┌─ Texto do documento
No meio do ano eram pouco mais de 15 dias então passava em São Paulo com meus pais e irmãos. Mas as férias de final de ano, as mais esperadas ia para São Paulo e depois de ficar alguns dias com meus pais, geralmente depois do Natal ia com minha mãe e meus irmãos para a cidade natal, Campo Belo.
Revia os primos, os tios, e a maior parte do tempo queria passar na roça, na fazenda com meus avós. Como eram gostosos estes dias que lá passava.
Finais de semana íamos todos para a cidade, não que eu gostasse, pois na fazenda era muito mais divertido, mesmo quando só eu estava lá. Andava a cavalo, nadava muito, escalava morros e sem falar na fartura de frutas que lá havia.
Quando estava na cidade costumava passar algum tempo em companhia dos primos e principalmente do Nardinho, um primo em segundo grau, mas para mim todos eram primos. Ele era um pouco mais velho que eu e costumava me levar para um restaurante em frente a Praça da Matriz, esquina com a Afonso Pena e lá entre conversas e animação íamos saboreando um torresminho e tomando uma cerveja. Não estava acostumado a tomar cerveja, mas pela sua insistência eu o acompanhava.
Nardinho era uma destas pessoas que conhecia todos da cidade e apresentava-me a todos os seus amigos.
Certo dia ele disse-me - hoje a noite passo na casa da vó Anita para te pegar, quero levá-lo a casa de uma amiga.
Como eu gostava da companhia do primo não poderia recusar o convite.
A tardezinha, já anoitecendo fomos nós em direção a Estação Ferroviária à visita combinada.
└─
┌─ Entradas
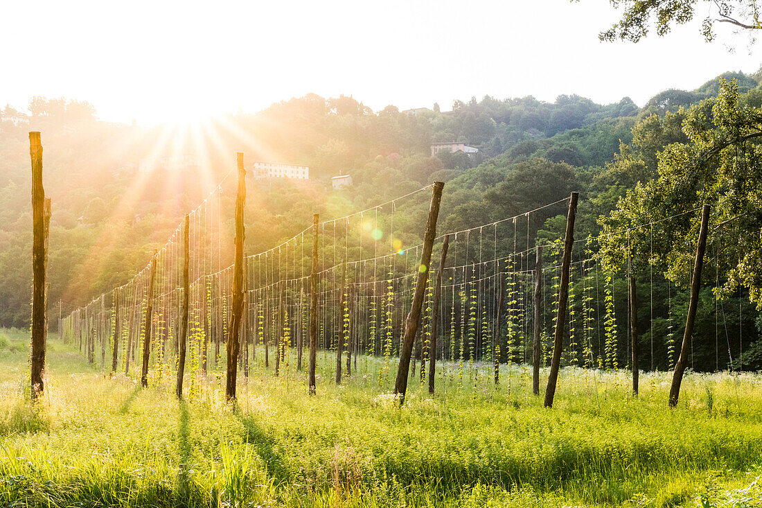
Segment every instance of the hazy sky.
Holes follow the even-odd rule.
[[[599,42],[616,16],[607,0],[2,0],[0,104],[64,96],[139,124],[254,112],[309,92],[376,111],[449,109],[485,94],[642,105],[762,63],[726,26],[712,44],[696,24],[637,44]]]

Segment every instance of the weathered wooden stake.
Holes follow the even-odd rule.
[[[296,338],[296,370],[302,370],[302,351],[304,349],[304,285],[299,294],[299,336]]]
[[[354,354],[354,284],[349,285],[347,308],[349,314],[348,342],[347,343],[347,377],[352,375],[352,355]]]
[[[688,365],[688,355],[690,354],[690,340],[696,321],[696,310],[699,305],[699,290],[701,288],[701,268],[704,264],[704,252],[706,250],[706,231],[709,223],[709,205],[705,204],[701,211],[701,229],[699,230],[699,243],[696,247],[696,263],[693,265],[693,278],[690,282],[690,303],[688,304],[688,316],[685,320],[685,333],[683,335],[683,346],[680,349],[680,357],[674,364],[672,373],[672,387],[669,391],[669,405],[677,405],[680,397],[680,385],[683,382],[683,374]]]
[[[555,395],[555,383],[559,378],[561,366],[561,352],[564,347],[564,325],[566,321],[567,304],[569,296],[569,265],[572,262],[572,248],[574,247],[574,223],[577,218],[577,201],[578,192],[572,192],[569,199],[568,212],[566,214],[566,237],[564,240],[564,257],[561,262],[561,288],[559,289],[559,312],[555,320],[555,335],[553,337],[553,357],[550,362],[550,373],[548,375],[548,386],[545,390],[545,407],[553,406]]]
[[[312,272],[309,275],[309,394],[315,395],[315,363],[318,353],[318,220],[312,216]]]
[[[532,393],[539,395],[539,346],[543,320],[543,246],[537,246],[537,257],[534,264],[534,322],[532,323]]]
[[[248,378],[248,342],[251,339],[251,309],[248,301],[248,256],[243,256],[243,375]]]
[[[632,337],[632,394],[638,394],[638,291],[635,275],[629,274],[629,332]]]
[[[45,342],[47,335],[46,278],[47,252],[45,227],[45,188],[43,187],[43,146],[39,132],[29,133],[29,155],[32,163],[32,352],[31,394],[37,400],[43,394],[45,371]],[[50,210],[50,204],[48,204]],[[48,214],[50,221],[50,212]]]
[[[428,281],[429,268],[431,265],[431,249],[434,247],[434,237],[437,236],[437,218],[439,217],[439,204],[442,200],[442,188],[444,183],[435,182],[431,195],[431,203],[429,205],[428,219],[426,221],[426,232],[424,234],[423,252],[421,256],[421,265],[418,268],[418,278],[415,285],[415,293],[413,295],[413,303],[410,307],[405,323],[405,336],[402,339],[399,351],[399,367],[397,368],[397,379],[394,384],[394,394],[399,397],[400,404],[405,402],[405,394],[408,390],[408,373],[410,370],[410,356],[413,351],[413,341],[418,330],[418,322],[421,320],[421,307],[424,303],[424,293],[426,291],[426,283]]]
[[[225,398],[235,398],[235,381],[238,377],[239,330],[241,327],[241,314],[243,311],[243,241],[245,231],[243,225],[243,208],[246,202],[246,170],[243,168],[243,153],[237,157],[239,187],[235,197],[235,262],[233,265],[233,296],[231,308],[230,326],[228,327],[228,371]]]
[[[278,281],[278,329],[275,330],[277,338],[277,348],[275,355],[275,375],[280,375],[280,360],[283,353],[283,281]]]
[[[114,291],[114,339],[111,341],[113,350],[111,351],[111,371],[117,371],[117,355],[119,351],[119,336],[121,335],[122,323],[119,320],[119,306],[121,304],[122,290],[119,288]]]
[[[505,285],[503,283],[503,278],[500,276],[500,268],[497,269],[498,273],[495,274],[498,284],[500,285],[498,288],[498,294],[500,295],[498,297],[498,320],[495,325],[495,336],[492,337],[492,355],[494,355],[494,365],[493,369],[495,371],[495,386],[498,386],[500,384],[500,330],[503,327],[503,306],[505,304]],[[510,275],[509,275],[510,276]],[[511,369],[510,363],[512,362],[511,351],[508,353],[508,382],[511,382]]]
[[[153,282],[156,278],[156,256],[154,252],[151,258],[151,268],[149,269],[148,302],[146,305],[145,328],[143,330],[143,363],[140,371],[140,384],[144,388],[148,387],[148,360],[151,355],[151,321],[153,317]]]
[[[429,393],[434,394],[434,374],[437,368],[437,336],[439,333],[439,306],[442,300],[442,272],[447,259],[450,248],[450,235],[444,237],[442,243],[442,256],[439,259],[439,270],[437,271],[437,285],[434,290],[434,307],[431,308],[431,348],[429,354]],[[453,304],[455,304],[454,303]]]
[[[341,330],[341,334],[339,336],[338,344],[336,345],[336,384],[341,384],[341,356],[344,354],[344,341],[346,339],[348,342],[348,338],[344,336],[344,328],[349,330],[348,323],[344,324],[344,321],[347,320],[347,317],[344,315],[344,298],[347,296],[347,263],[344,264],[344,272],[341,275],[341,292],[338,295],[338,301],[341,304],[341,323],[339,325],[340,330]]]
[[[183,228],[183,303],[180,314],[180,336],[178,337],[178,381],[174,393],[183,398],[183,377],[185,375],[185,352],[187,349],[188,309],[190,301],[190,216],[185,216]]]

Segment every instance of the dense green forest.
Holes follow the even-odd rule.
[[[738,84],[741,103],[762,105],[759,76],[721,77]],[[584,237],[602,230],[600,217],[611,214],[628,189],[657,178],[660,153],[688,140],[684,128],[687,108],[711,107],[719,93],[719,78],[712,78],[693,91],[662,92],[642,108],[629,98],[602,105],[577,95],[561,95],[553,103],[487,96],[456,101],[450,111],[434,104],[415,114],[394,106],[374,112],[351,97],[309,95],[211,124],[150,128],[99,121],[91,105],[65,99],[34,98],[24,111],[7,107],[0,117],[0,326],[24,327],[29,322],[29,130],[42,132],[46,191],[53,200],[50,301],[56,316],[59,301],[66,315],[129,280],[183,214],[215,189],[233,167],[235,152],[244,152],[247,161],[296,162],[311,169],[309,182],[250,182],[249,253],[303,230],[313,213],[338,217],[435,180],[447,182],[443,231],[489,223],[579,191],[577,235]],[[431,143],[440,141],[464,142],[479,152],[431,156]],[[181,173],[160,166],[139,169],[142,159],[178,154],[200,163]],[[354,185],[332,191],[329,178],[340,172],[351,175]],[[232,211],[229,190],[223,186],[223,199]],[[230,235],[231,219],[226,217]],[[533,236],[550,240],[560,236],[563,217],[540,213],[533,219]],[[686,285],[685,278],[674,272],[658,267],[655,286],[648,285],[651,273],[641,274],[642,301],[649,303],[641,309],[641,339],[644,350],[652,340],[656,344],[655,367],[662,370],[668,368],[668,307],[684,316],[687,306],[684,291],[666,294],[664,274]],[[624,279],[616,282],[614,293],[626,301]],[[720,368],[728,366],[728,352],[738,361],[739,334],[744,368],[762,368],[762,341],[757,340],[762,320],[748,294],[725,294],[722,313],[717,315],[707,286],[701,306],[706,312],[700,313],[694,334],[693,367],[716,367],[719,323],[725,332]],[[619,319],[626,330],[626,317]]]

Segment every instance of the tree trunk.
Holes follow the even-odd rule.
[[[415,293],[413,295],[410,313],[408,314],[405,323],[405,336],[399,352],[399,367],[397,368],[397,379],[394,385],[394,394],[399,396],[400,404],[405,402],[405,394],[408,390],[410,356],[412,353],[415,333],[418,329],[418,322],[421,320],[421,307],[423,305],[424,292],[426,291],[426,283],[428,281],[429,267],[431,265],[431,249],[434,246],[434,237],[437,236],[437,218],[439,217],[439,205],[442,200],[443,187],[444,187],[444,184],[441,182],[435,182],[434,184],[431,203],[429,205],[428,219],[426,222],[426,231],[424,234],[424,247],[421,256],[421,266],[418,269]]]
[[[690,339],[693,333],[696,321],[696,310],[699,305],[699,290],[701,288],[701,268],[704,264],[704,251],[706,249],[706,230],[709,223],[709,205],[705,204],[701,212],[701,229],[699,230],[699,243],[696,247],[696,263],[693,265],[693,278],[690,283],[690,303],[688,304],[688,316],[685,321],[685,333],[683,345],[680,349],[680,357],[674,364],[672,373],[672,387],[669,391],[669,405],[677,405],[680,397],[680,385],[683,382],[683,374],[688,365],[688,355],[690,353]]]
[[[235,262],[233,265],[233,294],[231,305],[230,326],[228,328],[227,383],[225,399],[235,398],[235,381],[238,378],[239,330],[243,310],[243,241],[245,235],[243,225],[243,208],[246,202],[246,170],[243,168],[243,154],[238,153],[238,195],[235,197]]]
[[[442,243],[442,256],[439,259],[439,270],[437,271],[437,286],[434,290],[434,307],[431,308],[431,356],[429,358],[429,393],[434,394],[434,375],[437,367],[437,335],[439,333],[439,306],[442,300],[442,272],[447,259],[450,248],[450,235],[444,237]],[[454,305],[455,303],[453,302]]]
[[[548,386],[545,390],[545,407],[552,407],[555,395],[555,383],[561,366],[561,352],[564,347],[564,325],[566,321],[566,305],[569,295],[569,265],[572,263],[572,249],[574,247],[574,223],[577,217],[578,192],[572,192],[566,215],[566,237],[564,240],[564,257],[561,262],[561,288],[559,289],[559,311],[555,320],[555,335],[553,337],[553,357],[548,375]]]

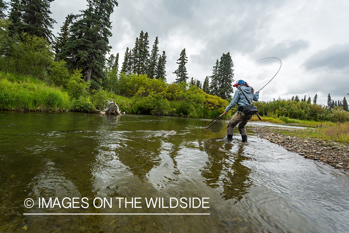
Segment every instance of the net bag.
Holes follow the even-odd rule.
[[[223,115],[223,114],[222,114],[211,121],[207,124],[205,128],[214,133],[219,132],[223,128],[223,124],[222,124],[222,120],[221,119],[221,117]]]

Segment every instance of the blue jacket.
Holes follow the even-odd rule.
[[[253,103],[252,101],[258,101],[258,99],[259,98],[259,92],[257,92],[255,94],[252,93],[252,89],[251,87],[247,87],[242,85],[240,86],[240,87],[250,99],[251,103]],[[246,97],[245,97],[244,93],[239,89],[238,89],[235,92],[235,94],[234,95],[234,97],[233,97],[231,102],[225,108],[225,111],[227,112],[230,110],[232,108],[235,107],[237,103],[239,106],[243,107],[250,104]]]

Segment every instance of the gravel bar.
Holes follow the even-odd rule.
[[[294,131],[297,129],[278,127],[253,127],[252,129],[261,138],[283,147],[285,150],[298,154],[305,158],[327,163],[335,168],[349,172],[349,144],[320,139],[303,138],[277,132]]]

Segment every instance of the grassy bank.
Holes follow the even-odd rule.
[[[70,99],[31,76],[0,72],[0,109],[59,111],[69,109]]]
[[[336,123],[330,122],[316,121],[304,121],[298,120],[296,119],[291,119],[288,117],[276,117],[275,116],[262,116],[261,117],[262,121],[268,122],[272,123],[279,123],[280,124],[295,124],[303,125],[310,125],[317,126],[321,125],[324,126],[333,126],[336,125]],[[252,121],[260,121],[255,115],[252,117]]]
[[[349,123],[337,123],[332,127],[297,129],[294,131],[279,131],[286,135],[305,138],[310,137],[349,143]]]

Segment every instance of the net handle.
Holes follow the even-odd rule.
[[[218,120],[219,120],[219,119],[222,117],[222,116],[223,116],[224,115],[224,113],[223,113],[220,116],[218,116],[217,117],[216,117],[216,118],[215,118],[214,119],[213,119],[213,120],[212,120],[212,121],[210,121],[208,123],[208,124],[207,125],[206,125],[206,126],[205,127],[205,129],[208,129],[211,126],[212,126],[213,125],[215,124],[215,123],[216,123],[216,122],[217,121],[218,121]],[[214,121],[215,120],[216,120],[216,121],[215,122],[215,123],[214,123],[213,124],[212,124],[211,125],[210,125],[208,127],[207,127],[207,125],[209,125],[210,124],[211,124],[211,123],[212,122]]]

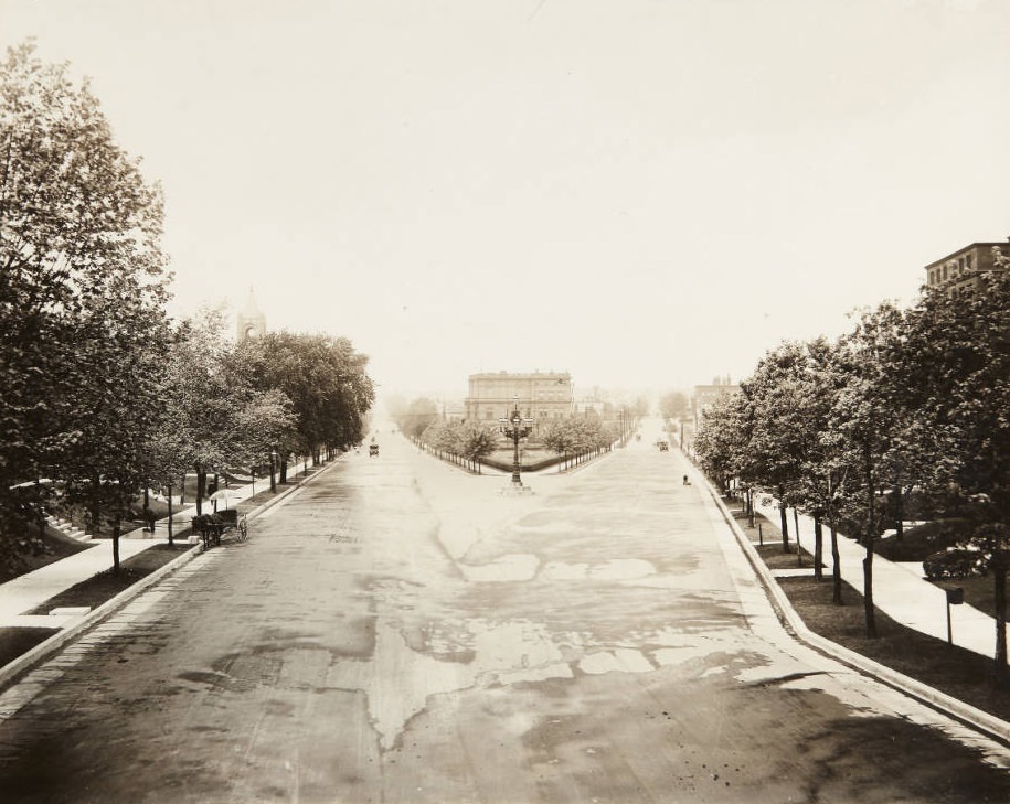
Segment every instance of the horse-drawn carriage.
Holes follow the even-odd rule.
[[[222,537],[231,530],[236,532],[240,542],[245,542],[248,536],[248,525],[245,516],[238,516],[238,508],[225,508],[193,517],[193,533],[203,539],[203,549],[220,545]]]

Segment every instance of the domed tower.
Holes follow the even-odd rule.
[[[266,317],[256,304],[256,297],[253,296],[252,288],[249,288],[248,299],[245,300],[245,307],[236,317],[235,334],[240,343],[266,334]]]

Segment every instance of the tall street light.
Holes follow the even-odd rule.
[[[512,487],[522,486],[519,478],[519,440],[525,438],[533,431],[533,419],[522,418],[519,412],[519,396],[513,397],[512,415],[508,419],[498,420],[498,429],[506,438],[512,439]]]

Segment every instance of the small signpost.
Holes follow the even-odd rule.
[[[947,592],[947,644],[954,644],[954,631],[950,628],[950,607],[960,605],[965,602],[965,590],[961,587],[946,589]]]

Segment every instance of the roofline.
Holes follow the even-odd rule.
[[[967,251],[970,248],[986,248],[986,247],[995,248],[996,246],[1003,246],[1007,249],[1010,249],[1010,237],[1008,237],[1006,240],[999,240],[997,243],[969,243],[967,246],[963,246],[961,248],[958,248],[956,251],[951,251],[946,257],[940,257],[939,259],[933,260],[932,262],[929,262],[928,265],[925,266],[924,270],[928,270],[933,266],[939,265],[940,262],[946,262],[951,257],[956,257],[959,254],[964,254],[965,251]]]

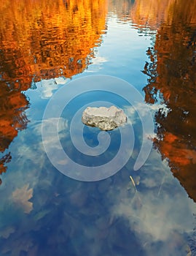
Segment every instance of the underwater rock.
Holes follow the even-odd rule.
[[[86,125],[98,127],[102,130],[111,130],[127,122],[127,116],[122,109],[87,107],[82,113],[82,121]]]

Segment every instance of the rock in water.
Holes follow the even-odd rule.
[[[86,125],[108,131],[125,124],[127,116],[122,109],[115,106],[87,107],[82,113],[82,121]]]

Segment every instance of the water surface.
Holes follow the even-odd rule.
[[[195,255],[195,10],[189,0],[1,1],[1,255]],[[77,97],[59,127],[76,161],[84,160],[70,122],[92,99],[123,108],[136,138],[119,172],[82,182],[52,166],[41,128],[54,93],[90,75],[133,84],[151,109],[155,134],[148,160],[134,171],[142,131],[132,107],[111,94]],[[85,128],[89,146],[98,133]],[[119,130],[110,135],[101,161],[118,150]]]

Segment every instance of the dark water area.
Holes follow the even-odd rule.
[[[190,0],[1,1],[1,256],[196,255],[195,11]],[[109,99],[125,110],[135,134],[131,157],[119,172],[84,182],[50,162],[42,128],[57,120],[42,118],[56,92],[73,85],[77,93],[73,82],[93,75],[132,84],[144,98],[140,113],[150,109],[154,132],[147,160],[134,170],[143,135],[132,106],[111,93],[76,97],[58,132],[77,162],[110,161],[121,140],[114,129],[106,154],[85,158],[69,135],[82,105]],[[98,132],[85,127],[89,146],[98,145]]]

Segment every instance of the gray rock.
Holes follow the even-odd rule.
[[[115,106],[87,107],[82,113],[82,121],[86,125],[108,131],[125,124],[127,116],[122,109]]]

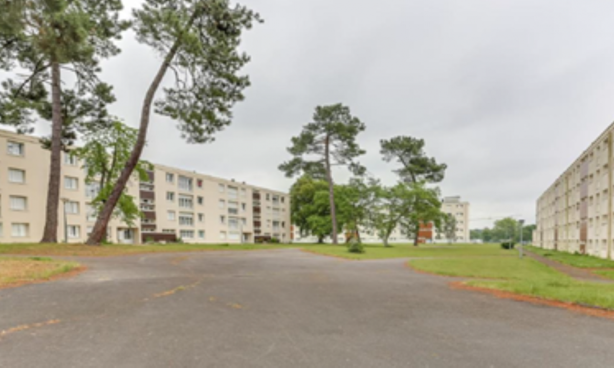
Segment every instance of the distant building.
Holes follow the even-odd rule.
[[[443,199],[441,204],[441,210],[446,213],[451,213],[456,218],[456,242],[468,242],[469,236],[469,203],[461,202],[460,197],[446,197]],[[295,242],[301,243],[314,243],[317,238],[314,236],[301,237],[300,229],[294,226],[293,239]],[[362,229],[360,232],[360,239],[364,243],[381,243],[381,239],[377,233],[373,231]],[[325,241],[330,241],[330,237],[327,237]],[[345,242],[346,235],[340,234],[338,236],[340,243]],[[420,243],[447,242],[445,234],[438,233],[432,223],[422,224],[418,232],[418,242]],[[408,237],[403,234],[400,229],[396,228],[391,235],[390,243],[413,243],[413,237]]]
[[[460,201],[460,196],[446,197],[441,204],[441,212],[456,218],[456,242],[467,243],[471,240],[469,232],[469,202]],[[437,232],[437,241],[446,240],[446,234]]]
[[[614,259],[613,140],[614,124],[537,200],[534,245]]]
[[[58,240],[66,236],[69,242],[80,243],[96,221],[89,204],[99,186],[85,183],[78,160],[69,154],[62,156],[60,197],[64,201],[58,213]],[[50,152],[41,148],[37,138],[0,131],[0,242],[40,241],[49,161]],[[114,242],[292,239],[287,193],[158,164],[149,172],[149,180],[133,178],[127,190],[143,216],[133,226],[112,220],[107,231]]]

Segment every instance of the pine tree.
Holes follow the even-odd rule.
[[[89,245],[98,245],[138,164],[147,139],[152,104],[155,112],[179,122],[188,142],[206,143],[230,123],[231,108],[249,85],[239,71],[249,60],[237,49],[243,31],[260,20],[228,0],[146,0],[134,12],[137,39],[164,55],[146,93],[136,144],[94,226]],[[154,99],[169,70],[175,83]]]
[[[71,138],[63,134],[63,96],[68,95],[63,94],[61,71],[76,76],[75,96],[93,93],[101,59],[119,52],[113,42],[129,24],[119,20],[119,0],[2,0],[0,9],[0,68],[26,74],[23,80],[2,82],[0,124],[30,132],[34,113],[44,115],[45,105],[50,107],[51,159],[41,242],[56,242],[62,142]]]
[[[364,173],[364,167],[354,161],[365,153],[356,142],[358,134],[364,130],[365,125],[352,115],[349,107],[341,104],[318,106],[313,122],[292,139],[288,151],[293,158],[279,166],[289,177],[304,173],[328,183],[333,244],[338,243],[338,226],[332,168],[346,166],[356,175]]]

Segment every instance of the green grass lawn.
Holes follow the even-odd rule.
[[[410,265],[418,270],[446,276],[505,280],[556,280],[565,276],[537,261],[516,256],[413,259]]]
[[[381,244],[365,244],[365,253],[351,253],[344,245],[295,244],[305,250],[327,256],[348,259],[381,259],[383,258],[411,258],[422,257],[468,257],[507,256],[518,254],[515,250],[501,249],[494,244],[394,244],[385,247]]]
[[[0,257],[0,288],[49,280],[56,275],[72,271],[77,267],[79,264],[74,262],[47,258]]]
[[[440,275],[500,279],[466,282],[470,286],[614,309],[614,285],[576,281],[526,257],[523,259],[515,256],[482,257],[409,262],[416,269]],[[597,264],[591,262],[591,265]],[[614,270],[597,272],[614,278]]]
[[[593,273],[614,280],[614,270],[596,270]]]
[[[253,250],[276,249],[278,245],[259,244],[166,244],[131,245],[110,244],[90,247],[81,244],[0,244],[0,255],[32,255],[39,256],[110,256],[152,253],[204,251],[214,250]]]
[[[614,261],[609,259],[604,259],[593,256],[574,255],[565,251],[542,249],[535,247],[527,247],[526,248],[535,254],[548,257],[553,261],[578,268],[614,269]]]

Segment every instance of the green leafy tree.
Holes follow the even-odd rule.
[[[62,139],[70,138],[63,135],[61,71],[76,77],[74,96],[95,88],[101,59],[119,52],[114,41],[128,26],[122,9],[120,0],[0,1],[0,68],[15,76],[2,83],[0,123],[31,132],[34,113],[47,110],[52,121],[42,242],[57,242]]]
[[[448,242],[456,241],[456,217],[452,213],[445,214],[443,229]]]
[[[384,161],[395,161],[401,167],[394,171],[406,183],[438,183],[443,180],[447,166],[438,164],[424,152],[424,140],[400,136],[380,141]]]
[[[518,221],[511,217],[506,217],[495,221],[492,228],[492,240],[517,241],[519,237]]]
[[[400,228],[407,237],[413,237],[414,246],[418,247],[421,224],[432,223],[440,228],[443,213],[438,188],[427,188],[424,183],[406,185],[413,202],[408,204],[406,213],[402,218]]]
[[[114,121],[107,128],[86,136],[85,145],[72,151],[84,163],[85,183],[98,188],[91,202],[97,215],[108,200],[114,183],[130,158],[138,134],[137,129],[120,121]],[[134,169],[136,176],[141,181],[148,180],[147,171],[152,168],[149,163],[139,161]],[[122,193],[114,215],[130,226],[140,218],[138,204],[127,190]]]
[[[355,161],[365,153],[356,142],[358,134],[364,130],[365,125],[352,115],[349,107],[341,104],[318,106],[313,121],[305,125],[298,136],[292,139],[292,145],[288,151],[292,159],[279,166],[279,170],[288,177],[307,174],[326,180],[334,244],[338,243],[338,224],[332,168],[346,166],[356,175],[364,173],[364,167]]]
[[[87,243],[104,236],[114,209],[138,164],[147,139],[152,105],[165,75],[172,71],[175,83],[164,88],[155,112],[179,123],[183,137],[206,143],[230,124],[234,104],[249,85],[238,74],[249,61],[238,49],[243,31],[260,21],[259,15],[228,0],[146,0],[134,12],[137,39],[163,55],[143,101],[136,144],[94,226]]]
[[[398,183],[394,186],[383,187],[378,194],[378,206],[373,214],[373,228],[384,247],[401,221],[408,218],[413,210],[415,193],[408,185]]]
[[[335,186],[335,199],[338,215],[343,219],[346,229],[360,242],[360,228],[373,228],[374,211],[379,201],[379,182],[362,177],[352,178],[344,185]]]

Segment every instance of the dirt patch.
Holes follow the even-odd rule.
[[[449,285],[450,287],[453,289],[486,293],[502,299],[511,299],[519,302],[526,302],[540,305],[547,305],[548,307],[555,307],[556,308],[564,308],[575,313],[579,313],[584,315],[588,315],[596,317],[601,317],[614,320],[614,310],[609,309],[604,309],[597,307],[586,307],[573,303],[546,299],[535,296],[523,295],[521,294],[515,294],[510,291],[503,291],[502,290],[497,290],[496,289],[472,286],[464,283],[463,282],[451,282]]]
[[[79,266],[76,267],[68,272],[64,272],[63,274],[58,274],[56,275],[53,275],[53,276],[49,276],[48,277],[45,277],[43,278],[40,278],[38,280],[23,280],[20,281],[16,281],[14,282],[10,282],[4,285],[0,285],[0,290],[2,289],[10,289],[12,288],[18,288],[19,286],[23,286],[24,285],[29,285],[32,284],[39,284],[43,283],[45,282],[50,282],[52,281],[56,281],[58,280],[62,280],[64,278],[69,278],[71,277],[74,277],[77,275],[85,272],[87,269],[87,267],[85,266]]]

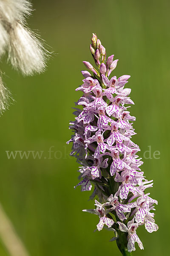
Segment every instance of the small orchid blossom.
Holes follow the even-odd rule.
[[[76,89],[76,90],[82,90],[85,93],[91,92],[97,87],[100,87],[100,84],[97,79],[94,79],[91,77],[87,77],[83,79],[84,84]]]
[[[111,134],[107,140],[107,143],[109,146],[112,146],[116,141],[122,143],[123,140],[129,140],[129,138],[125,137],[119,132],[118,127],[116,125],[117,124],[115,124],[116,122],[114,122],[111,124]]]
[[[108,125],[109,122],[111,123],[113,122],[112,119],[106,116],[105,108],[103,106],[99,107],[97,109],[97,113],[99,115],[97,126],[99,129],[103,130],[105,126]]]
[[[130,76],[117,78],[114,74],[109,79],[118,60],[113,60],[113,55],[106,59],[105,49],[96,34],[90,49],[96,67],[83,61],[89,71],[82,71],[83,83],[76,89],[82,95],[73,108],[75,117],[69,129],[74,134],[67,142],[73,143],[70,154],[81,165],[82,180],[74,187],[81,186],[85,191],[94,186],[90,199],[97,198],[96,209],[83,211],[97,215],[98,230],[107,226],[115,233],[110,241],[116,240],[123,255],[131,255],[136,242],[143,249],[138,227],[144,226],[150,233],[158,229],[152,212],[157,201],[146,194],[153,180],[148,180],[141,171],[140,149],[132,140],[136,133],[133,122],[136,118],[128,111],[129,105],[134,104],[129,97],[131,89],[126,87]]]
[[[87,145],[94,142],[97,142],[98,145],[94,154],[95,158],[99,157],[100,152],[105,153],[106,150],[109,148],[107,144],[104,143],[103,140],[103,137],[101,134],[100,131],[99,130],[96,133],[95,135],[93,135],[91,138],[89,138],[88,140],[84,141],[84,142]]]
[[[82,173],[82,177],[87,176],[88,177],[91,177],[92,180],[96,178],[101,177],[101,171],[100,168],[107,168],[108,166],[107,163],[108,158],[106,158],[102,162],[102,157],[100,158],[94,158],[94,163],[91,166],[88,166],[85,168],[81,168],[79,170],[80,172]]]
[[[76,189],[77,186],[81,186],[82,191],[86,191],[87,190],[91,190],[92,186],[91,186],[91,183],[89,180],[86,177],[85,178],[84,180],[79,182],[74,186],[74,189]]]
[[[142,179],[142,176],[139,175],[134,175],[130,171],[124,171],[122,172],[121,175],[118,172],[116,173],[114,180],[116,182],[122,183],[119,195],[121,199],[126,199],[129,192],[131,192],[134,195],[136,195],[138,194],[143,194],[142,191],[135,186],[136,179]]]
└─
■ Instruções da tarefa ■
Reescreva o trecho do relato sobre as férias em Campo Belo que vai de "Quando estava na" até "eu o acompanhava.", trocando "restaurante" por "boteco".

■ Resultado da tarefa ■
Quando estava na cidade costumava passar algum tempo em companhia dos primos e principalmente do Nardinho, um primo em segundo grau, mas para mim todos eram primos. Ele era um pouco mais velho que eu e costumava me levar para um boteco em frente a Praça da Matriz, esquina com a Afonso Pena e lá entre conversas e animação íamos saboreando um torresminho e tomando uma cerveja. Não estava acostumado a tomar cerveja, mas pela sua insistência eu o acompanhava.